▸ **WORK REQUIRED**
The entries below should be transcribed in their entirety, exactly as written.

▸ **INPUT FOR THIS TASK**
------------------------
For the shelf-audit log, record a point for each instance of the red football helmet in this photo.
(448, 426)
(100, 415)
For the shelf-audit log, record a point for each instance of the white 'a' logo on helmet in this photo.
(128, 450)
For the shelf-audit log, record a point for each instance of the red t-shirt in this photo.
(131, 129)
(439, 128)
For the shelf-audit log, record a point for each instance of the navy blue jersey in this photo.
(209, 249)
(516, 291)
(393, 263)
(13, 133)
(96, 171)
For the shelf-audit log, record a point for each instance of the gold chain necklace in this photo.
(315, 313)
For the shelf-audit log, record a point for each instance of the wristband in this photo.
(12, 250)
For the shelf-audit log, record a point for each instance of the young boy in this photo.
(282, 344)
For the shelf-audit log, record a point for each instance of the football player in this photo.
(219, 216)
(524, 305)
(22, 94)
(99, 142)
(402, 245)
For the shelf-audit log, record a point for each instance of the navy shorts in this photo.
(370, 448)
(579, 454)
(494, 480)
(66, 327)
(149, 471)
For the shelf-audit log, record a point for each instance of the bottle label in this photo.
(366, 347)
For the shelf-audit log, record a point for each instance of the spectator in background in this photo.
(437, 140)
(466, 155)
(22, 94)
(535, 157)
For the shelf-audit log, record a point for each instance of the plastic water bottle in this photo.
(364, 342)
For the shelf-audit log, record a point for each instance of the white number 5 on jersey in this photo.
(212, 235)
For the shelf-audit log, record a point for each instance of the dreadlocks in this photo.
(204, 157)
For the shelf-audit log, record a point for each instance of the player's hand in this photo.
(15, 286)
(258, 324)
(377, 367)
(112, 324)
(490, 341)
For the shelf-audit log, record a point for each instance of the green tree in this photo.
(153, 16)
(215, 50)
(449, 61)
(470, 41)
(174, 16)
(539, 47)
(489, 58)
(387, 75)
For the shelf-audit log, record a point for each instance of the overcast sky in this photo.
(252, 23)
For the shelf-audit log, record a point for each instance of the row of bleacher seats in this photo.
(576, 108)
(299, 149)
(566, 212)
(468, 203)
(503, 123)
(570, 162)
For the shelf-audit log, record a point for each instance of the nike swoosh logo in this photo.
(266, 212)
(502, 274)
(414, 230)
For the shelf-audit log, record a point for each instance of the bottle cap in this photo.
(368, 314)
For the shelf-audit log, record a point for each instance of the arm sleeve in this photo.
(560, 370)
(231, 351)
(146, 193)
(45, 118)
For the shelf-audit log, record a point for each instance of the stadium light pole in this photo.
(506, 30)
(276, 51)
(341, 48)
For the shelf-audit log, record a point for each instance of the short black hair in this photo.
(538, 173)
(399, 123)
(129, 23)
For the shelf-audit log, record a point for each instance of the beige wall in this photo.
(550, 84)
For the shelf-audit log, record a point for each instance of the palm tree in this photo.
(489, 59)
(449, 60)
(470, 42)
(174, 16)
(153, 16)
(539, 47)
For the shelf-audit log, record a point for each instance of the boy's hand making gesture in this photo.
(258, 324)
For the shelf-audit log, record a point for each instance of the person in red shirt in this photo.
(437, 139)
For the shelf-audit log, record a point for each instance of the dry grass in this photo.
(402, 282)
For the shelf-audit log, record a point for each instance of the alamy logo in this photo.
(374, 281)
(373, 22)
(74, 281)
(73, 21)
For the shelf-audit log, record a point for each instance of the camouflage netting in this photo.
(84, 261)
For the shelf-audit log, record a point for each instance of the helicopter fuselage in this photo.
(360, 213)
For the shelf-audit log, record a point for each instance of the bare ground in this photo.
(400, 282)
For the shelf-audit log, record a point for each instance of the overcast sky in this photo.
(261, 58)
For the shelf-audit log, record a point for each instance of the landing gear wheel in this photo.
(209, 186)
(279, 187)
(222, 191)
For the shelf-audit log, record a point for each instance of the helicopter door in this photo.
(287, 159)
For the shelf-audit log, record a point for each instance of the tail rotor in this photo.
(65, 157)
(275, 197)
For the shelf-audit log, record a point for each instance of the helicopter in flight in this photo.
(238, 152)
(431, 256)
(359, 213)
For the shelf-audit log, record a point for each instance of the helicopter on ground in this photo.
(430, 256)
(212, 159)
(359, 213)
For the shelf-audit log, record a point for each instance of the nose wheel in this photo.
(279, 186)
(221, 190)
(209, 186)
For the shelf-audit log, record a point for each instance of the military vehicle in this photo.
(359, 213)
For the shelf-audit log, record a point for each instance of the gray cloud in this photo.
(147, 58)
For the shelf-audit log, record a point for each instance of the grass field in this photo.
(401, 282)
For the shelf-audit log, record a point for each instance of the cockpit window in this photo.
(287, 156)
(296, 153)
------------------------
▸ **EXERCISE SOLUTION**
For the shelf-audit log, record a point for each instance of the red football helmet in this photo.
(448, 426)
(100, 415)
For the shelf-audit log, record a point for each instance of the white 'a' logo on helmet in this photo.
(128, 450)
For the shelf-audit log, record a point for each instance of the red t-shirt in this photo.
(131, 129)
(439, 128)
For the shelf-audit log, record a point for each instance of the navy blue jersey in this photo.
(209, 249)
(516, 291)
(393, 263)
(13, 133)
(96, 171)
For the shelf-audit log, record a point for each instance of the gold chain necklace in this photo.
(315, 313)
For the shelf-audit log, record a point for each instance of the wristband in this photo.
(12, 250)
For the shelf-audit log, record a point for each instance of the young boy in this photo.
(282, 344)
For the shelf-audit log, record a point for each instance of the football player in this photo.
(219, 216)
(524, 305)
(22, 94)
(99, 142)
(402, 245)
For the shelf-audit log, record a point for each instance of the navy shorts in this photo.
(370, 448)
(579, 454)
(494, 480)
(66, 327)
(149, 471)
For the shelf-audit log, record a point for each instance of the bottle label in this photo.
(366, 347)
For the shelf-audit log, record a point for each instance of the spectator in background in this photo.
(437, 140)
(466, 155)
(22, 94)
(535, 157)
For the shelf-audit log, record a point for each instance of the plastic water bottle in this photo.
(364, 342)
For the shelf-audit log, record a point for each instance of the white number 5 on jersey in this photo.
(212, 235)
For the shelf-audit log, record a point for each instance of the dreadlocks in this photo.
(204, 157)
For the shelf-audit log, record a point for each instance of the player's hand in this photo.
(15, 286)
(258, 324)
(377, 367)
(112, 324)
(490, 341)
For the shelf-audit log, record a point for each instance of the green tree in this photo.
(153, 16)
(215, 50)
(449, 61)
(470, 41)
(174, 16)
(539, 47)
(489, 58)
(387, 75)
For the shelf-audit log, record a point for each instance of the overcast sky in this photo.
(252, 23)
For the shelf-audit log, record a point for each instance of the row of bleacher seats in this photo.
(576, 108)
(299, 149)
(566, 212)
(468, 203)
(503, 123)
(570, 162)
For the shelf-audit log, record a point for each instance of the nike swoosh logo in this photo.
(266, 212)
(502, 274)
(414, 230)
For the shelf-audit log, record a point for each instance of the bottle cap in this photo.
(368, 314)
For the shelf-audit log, record a point for each instance of the arm sleeve in this photo.
(560, 370)
(231, 351)
(146, 193)
(45, 118)
For the shelf-audit log, record a point for each instance of the stadium light pole in this photo.
(506, 30)
(276, 51)
(341, 48)
For the shelf-audit log, record a point for each instance of the short black hair in this photo.
(538, 173)
(399, 123)
(129, 23)
For the shelf-audit log, record a point for each instance of the beige wall in this photo.
(550, 84)
For the shelf-audit log, record a point for each instance of the palm tree in this photo.
(489, 59)
(449, 60)
(470, 42)
(174, 16)
(153, 16)
(539, 47)
For the shelf-audit log, record a point for each instance of the boy's hand making gesture in this photo.
(258, 324)
For the shelf-audit log, record a point for each instance of the person in red shirt in this photo.
(437, 139)
For the shelf-audit log, record a point for each instance of the dry grass in this photo.
(402, 282)
For the shelf-audit log, record a point for each instance of the alamy logo in this photo.
(374, 281)
(373, 22)
(74, 281)
(73, 21)
For the shelf-audit log, record a point for each instance of the camouflage netting in this photo.
(84, 261)
For the shelf-audit log, record a point for each instance of the helicopter fuselage in this photo.
(360, 213)
For the shelf-audit log, record a point for each instance of the bare ground in this photo.
(400, 282)
For the shelf-audit log, record a point for each instance of the overcast sky in this photo.
(261, 58)
For the shelf-audit log, record a point for each instance of the landing gear wheel in this photo.
(209, 186)
(279, 187)
(222, 191)
For the shelf-audit log, record a point for each instance of the helicopter door in this photo.
(287, 159)
For the shelf-audit log, record a point for each instance of the tail rotor in this photo.
(65, 157)
(275, 197)
For the shelf-audit log, record a point for each instance of the helicopter in flight in this photo.
(238, 152)
(431, 256)
(359, 213)
For the shelf-audit log, record a point for each instance of the helicopter on ground in this photo.
(430, 256)
(212, 159)
(359, 213)
For the shelf-audit log, record a point for each instance of the nose wheel in this photo.
(279, 186)
(221, 190)
(209, 186)
For the shelf-audit log, record a point for each instance of the military vehicle in this photo.
(359, 213)
For the shelf-audit log, record a point for each instance of the gray cloud in this photo.
(147, 58)
For the shelf-audit log, record a point for each instance of the grass field in this photo.
(401, 282)
For the shelf-audit log, record a point for each instance of the cockpit window in this photo.
(287, 156)
(296, 153)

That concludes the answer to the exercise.